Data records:
....................
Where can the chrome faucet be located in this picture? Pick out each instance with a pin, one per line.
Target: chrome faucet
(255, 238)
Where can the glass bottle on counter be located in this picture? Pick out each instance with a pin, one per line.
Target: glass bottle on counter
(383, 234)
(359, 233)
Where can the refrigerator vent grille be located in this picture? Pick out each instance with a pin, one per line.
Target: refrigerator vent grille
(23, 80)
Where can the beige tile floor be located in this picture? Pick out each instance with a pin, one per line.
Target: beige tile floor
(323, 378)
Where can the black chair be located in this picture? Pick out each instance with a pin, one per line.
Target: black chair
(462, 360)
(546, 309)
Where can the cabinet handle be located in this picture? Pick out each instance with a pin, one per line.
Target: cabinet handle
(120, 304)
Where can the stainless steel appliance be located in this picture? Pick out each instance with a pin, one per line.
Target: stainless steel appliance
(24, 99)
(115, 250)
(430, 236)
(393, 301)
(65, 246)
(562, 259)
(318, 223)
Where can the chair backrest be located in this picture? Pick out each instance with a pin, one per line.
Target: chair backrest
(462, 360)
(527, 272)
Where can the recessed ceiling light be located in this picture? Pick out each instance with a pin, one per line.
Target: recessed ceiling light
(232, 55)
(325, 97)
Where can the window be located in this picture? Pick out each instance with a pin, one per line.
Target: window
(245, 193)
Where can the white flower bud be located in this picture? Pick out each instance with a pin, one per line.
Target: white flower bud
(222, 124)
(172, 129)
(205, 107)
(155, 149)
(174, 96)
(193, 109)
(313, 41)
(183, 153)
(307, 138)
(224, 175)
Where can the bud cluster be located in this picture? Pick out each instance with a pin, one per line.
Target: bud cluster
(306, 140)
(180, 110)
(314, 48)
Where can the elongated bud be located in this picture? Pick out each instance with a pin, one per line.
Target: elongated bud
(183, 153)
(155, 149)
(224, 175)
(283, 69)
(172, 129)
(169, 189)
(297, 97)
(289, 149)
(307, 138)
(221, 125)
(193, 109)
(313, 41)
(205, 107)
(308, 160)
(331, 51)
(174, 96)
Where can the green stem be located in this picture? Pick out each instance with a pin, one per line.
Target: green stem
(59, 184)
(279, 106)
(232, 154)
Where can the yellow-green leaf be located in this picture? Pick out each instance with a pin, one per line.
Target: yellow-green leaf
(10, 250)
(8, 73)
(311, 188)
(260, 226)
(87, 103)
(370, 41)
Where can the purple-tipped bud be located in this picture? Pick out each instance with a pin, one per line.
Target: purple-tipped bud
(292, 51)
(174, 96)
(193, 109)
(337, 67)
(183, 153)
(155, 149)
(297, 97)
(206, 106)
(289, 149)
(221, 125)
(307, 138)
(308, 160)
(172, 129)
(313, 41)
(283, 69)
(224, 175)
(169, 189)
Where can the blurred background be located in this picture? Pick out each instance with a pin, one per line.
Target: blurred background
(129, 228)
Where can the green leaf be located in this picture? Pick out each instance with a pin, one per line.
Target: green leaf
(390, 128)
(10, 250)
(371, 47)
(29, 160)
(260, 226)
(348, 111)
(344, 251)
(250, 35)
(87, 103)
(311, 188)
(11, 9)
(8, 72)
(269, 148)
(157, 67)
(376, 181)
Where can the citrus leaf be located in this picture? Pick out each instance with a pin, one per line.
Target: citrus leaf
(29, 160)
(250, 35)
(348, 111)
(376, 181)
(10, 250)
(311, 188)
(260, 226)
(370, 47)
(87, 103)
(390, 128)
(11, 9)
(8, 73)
....................
EXERCISE | Return every record, word for word.

SOLVED PROBLEM |
Where can the chrome faucet be located in this picture? Pick out each instance with a pin, one per line.
Target: chrome faucet
(255, 238)
Where can the glass bottle on counter be located in this picture? Pick out each instance with a pin, one per line.
Target: glass bottle on counter
(383, 234)
(359, 233)
Where can the refrigerator vent grille be located in this picture? Pick out each instance with a pin, one per line.
Target: refrigerator vent grille
(23, 80)
Where can the beige tile floor be located in this picture? Pick out each instance with a pin, one per line.
Target: beige tile floor
(323, 378)
Where can the black chair be located in this picture? Pick out each instance with a pin, one per line.
Target: black chair
(462, 360)
(546, 309)
Where can the cabinet handle be located in this picture? Pick out each instance with a pin, one per line.
Target: cabinet handle
(120, 304)
Where can the stainless steel appliance be located in this picture? Pick out each instance with a pin, one per line.
Target: stainless steel appliance
(24, 99)
(115, 250)
(430, 236)
(393, 301)
(65, 246)
(562, 259)
(318, 223)
Where can the chair backrest be located in this picture? Pick out each instance with a pin, one per line.
Target: chair backrest
(462, 360)
(527, 272)
Where can the recessed ceiling light be located in this picture? Pick out each instance with a pin, one per line.
Target: recessed ceiling light
(232, 55)
(325, 97)
Where can the window be located in this picture? Pick out each instance with a pin, one per line.
Target: window
(245, 193)
Where can the white flower bud be located in this picture? Pick out each instance with a pin, one per line.
Target: white flower bud
(222, 124)
(172, 129)
(205, 107)
(155, 149)
(174, 96)
(193, 109)
(313, 41)
(183, 153)
(307, 138)
(224, 175)
Where can the bud cluster be located in this picture? Pick out each instance with a pin, one per line.
Target: bud cluster
(306, 140)
(180, 110)
(314, 48)
Where can the elongated bud be located in this picture? Pick out each instance with a pin, one per line.
Target: elongated bud
(183, 153)
(155, 149)
(224, 175)
(283, 69)
(172, 129)
(169, 189)
(297, 97)
(289, 149)
(307, 138)
(221, 125)
(193, 109)
(313, 41)
(205, 107)
(308, 160)
(331, 51)
(174, 96)
Where can the green stem be located in this picture? Pick out each instance with a pin, one per line.
Target: green stem
(59, 184)
(279, 106)
(232, 154)
Where can the yellow-green leaf be located in this picture? Pick out each instance with a pin, one per line.
Target: yellow-green leaf
(10, 250)
(8, 73)
(311, 188)
(260, 226)
(87, 103)
(370, 41)
Where can the purple-tipped bud be located in this picture? Pick out each instance with a pin, one per line.
Target: purple-tipped bud
(292, 51)
(174, 96)
(193, 109)
(337, 67)
(183, 153)
(155, 149)
(297, 97)
(206, 106)
(289, 149)
(221, 125)
(307, 138)
(308, 160)
(172, 129)
(313, 41)
(283, 69)
(224, 175)
(169, 189)
Where can the blurred background be located in this picture? Pick out each instance with a pin, one per line.
Target: blurred background
(129, 228)
Where can the green leaf be located in this picture? Pick out each instance with a pin, one per line.
Target: green leaf
(390, 128)
(10, 250)
(371, 47)
(29, 160)
(260, 226)
(348, 111)
(344, 251)
(250, 35)
(87, 103)
(311, 188)
(11, 9)
(8, 72)
(269, 148)
(157, 67)
(376, 181)
Where can the citrus leaf be located in this picture? Pick out each instance with a pin, one per line.
Target: citrus leaf
(29, 160)
(250, 35)
(348, 111)
(376, 181)
(10, 250)
(311, 188)
(260, 226)
(370, 47)
(87, 103)
(390, 128)
(11, 9)
(8, 73)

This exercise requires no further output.